[Opening Dataset records section]

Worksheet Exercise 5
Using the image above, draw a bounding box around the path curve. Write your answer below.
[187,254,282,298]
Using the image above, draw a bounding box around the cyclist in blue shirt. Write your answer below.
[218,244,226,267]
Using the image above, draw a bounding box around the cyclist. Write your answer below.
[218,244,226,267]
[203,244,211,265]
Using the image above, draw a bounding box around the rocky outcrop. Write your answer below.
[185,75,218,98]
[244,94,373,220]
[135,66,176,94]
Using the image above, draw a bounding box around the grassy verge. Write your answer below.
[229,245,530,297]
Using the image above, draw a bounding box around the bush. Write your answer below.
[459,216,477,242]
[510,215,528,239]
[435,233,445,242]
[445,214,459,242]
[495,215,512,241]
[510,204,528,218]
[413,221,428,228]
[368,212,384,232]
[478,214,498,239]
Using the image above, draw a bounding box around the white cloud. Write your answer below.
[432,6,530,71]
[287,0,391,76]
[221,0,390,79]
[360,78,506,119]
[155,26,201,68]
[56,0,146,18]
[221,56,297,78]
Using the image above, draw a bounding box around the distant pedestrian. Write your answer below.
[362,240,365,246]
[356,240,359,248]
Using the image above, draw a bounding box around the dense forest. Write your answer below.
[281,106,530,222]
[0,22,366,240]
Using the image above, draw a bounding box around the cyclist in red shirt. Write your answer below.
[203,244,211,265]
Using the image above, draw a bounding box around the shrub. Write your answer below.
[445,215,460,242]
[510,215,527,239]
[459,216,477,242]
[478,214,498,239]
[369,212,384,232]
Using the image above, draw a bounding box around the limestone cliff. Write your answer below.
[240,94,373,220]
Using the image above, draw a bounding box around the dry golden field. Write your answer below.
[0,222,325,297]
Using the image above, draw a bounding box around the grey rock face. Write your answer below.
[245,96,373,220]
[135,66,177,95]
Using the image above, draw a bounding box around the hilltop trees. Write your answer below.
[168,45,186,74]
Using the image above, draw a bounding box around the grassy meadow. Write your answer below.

[Closing Dataset records section]

__Task item__. Please restate, exactly as written, the line that holds "Using the image above, draw a bounding box around the shrub." and all remaining lines of the data above, and only those.

__Exercise output__.
Using the image above, draw a bounding box around the shrub. Write your answer below.
[445,215,460,242]
[510,215,527,239]
[459,216,477,242]
[478,214,498,239]
[369,212,384,232]
Using the image above, draw a bounding box around the limestone cliff. Write your answer below.
[240,94,373,220]
Using the image above, draw a bounding box around the dry golden field. Write your answer below.
[0,222,325,297]
Using the image above, draw a bounding box around the grey rock face. Write your answer below.
[245,96,373,220]
[135,66,177,95]
Using the image above, draw a bounding box around the hilltop trees. Write your answer below.
[168,45,186,74]
Using the image above, draw a bounding box around the grassy meadow. Write your answer below.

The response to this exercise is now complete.